What the task asks ->
Copy the passage about leek dumplings from "According to traditional" to "reinforces the liver.", substituting "kidneys" for "spleen".

====== Selected extract

According to traditional Chinese medicine, in the spring the body may encounter frequent occurrences of disease due to toxins stored throughout winter. The leek, which heightens the life force, detoxifies, nourishes the spleen and stomach, and reinforces the liver.
Encased in crisp, golden pastry, toothsome leek dumplings are traditional Chinese folk fare.
The Chinese character for leek is jiu, which has a similar pronunciation as the character for longevity – a connotation endorsed by the leek’s rapid growth which no amount of cutting back can inhibit. The shape of a fried leek dumpling resembles a gold ingot, hence their other name which means “long prosperity dumpling.”
A legend tells about the origins of fried leek dumplings. Liu Xiu, first Emperor of the Eastern Han Dynasty (25-220), suffered a defeat and fled to a small village. Battle weary Liu knocked on the door to the first dwelling he came upon and begged for food. The householder welcomed the imposing Liu in and immediately set about preparing a meal. All the impoverished family had in the way of ingredients was some herbs that they cooked with flour. Unexpectedly the fried pastry was so delicious that Liu Xiu named it jiucai, meaning “a life-saving vegetable,” which gradually evolved into the present character for leek (in Chinese the words saving a life and leek are homophones).

============
====== Records provided

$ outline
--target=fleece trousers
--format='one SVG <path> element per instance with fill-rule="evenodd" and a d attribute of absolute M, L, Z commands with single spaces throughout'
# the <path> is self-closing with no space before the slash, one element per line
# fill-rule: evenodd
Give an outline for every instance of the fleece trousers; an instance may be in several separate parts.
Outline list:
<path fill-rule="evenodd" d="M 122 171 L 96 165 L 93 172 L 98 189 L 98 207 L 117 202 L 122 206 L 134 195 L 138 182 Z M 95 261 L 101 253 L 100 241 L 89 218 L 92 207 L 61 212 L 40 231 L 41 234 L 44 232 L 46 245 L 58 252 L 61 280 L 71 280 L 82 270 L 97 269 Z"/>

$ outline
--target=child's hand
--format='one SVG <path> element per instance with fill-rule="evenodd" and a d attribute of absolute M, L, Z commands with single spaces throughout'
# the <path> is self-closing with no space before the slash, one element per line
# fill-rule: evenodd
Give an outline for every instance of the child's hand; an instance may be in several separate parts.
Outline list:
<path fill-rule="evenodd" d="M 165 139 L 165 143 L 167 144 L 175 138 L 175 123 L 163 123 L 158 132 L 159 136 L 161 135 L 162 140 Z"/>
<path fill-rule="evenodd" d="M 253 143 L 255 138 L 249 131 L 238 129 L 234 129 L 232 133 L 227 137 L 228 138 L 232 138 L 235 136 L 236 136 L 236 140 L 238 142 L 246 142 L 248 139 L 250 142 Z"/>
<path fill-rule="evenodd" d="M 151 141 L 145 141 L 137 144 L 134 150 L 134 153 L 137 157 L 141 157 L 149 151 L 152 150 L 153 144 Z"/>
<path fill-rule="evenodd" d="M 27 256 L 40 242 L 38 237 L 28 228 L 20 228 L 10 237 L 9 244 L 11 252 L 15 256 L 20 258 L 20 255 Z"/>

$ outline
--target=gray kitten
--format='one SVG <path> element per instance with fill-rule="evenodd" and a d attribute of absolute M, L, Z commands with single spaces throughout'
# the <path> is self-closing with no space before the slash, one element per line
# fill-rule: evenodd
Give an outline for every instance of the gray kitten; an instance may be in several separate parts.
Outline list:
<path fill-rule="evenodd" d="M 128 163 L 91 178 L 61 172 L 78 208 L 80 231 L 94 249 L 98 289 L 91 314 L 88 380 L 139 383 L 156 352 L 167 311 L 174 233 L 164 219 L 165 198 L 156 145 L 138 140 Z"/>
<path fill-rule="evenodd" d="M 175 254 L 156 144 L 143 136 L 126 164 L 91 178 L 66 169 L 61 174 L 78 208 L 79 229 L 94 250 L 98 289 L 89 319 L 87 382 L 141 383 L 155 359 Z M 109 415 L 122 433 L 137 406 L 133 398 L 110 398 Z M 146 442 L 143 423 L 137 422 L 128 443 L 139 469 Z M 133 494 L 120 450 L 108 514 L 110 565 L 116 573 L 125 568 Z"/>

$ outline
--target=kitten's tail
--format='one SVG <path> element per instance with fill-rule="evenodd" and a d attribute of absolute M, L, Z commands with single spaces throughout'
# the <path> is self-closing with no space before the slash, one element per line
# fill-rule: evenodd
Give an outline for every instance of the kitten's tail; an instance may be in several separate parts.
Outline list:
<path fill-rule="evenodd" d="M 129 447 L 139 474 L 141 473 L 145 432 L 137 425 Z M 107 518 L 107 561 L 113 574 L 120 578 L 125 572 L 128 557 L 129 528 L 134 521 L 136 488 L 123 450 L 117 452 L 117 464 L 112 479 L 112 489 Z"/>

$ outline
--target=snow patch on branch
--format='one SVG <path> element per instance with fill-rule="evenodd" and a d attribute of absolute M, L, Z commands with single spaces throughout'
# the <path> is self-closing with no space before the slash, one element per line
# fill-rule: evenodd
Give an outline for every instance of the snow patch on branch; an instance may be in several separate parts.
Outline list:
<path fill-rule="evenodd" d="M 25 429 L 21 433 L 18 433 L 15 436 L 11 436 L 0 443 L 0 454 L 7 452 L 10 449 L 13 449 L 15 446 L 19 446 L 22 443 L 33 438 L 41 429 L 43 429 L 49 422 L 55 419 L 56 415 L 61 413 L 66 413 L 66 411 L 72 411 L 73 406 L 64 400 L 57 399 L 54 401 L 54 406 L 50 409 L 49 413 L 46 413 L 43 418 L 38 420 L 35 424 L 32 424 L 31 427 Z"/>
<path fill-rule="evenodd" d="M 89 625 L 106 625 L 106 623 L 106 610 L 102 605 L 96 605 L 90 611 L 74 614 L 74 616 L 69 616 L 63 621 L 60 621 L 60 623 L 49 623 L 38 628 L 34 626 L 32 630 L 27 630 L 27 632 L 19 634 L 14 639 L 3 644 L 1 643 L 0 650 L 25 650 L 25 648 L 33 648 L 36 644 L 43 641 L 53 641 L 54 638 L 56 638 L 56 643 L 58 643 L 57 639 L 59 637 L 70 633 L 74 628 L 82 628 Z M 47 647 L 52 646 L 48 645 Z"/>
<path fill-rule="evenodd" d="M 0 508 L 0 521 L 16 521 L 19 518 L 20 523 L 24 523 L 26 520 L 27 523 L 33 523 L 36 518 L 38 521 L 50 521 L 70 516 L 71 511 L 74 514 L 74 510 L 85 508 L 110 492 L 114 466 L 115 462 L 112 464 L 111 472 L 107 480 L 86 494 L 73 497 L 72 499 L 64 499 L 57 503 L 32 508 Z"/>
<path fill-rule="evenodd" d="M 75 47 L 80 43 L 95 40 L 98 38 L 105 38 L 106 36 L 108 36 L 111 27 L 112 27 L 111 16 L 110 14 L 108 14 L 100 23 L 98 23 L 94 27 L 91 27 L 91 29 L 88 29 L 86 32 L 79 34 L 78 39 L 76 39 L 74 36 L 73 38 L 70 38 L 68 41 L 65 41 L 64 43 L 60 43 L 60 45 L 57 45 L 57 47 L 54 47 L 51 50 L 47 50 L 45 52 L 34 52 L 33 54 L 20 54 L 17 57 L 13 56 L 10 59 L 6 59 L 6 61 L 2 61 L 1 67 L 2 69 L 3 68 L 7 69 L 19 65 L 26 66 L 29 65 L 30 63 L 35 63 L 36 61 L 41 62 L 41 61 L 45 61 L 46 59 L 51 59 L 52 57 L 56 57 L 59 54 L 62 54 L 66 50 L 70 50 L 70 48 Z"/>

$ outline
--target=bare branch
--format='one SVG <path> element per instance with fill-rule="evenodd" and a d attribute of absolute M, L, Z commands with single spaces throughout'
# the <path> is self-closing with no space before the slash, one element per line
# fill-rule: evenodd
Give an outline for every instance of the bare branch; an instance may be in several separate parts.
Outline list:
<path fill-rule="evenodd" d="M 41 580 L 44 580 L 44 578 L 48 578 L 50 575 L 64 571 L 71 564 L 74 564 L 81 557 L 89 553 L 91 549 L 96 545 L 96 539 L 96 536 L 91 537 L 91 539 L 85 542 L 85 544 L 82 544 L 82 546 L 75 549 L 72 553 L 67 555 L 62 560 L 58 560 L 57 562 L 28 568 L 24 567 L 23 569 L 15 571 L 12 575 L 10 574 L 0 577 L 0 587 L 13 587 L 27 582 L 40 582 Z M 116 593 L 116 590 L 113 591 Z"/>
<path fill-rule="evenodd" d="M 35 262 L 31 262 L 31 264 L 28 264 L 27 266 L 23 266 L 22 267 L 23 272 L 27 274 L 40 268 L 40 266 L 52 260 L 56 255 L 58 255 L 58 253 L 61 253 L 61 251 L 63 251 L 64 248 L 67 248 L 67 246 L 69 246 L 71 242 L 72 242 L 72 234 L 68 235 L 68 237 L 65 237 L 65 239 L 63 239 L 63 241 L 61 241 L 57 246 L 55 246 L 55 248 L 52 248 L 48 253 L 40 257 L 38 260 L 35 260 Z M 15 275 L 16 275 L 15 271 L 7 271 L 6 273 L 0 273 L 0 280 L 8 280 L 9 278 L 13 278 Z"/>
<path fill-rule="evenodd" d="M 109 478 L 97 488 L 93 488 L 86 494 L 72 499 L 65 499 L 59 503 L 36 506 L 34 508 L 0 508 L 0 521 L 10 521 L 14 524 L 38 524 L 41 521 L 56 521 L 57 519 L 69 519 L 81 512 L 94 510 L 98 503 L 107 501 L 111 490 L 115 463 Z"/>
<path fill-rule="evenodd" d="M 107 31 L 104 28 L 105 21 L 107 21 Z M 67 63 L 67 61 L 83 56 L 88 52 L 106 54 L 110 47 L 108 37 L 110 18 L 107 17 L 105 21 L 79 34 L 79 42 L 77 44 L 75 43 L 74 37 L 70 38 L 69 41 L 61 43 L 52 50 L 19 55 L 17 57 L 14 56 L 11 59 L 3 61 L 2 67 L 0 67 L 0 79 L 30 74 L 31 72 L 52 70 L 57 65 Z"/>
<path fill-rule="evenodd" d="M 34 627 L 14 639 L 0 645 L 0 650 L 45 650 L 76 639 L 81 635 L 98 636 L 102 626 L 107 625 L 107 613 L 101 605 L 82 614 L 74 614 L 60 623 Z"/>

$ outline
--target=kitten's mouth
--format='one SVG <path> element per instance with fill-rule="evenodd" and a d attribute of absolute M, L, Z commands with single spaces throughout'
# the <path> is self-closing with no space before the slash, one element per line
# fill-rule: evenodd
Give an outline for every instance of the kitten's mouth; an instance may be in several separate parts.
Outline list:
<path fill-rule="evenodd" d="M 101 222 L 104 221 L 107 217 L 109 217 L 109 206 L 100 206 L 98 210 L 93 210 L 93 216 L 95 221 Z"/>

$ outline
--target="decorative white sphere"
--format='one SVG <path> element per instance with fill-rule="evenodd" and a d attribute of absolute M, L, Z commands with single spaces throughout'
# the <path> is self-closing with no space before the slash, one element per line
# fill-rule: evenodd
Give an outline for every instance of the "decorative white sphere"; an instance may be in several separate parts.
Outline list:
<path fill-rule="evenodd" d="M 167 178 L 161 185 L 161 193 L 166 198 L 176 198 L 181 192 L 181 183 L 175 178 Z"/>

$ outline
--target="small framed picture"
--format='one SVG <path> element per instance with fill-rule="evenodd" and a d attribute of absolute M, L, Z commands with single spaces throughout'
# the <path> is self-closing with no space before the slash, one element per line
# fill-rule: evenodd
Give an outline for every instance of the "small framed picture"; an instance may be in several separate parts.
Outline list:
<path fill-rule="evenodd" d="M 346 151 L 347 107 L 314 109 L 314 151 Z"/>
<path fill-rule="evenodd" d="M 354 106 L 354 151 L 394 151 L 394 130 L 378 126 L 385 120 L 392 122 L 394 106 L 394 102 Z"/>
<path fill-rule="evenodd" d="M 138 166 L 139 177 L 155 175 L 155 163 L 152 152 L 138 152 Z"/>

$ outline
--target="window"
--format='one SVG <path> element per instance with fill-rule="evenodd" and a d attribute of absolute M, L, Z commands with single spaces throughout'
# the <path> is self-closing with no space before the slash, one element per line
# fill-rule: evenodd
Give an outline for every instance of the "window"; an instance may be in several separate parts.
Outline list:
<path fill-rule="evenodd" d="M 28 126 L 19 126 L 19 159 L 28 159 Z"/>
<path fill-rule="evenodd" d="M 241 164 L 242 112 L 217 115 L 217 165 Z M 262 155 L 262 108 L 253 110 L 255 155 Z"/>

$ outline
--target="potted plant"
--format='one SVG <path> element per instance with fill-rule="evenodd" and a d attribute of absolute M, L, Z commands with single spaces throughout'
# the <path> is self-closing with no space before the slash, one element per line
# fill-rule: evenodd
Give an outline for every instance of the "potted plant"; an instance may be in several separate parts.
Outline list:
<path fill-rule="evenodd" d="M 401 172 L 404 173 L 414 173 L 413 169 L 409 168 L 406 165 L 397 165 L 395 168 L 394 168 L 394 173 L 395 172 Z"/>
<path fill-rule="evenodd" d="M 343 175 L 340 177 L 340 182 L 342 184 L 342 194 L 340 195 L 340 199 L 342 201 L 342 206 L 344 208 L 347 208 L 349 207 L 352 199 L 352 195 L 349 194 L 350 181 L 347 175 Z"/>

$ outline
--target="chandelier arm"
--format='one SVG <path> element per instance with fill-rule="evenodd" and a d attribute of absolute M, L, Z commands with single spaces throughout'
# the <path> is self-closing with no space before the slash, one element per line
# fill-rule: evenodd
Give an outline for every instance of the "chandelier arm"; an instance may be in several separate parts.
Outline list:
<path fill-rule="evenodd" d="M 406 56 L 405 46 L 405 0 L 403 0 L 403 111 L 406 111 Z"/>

============

Answer for this exercise ->
According to traditional Chinese medicine, in the spring the body may encounter frequent occurrences of disease due to toxins stored throughout winter. The leek, which heightens the life force, detoxifies, nourishes the kidneys and stomach, and reinforces the liver.